• [Passage]:
--------------------------------
By Nick Simonson
There’s an old Irish proverb that wishes good luck to the traveler by stating “may the road rise to meet you.” For anglers, especially those on the ice, it should be more like “may the fish rise to meet you.”
Presentation is one of the key factors for consistently catching fish and the nature of angling through the ice doesn’t leave a whole lot of horizontal options. For that reason, knowing why fish take to a vertical presentation, how to draw them up to a lure and what to do to seal the deal when they do rise to meet a jig or a spoon are vital for success.
Most active fish in the winter will rise to take a lure that is worked in the water column above them, whether it’s just a few inches or up to several feet. Even neutral fish will come off the bottom or out of the depths to inspect a jig or a spoon worked up higher in the water column. The reason for this is simple armchair biology. The eyes of most fish species are mounted to provide an upward viewing angle. They see everything to each side, out in front of them some distance and up toward the surface of the water. Therefore, they are more likely to see an item of prey that is above them than below them, where their viewing angle is limited.
--------------------------------
Point localization data
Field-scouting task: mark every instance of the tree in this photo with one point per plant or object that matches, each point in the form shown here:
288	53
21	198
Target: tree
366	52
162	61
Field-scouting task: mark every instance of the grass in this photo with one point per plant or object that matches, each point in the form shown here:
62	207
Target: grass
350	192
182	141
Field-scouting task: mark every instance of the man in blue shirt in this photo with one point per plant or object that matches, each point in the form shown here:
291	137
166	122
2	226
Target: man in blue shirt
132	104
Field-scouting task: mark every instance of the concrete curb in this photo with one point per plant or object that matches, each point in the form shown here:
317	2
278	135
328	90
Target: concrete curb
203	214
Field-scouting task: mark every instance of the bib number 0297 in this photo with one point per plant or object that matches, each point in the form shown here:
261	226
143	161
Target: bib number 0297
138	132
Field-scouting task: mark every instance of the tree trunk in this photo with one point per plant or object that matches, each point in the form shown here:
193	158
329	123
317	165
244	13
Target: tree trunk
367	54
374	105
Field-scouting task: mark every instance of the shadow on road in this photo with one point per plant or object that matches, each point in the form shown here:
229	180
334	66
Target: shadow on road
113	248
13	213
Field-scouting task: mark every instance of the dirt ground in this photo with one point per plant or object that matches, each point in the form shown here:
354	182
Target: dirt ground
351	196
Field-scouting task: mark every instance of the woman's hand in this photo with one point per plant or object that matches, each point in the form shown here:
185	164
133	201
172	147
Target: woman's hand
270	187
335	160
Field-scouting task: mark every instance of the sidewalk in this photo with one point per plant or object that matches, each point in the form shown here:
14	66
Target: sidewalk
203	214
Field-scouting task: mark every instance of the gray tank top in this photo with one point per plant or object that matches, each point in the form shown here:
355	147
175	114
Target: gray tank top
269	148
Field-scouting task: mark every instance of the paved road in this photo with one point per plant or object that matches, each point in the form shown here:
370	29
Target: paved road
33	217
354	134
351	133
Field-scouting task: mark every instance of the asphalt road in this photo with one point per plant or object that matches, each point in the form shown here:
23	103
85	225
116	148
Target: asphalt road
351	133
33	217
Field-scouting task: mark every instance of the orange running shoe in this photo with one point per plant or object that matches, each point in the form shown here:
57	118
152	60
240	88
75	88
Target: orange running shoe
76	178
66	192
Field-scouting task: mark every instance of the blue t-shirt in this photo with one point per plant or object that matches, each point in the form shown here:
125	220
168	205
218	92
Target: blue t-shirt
--------------------------------
• [Task description]:
Continue the ice-fishing article from the point where it ends.

• [Reply to the exercise]:
When fish are marked on or come in close to the bottom, a presentation of 12 to 24 inches above them is ideal in gauging their aggressiveness or at least in determining their interest. If an aggressive fish doesn’t speed up to the bait, lower it slightly with a few jiggles and hops. Particularly with perch and bluegills, when watching a sonar screen, the highest-sitting fish in the column may not be the first fish to the bait. Oftentimes, a smaller specimen will race past that top fish to seize the opportunity. On a hot bite, that first fish might trigger a rush of strikes, drawing fish of all sizes (including the big one that didn’t seem all that interested at first) up to the bait, and the fishing is good in that spot for some time thereafter. This scenario plays out across species, from bluegills, perch and crappies on up to walleyes.
Frequently, however, anglers are forced to finesse those fish into biting. For this situation, an elevated presentation also helps draw their attention. Then it’s up to the angler to convince them to bite. When fishing panfish, a sensitive graphite rod with a spring bobber helps manage a finesse presentation and often only a slight jiggle and pause above the fish will start them moving in for a closer look.
Remember when fishing panfish, that they have relatively big eyes and small mouths and dine on the tiniest pieces of food. For this reason, be subtle with a presentation when a slow-rising fish (neutral or just slightly active) moves in to inspect. The closer a panfish gets, the more subtle the jiggles and hops and the longer the pauses should be. Sometimes, as a blip closes in on the Vexilar, all it takes is the tap of a finger against the rod handle, or just a slight squeeze on the grip to impart the necessary movement to trigger a bite. In these instances, watch the spring bobber and line carefully as the bite from a neutral fish will be very subtle, telegraphed as just the slightest twitch.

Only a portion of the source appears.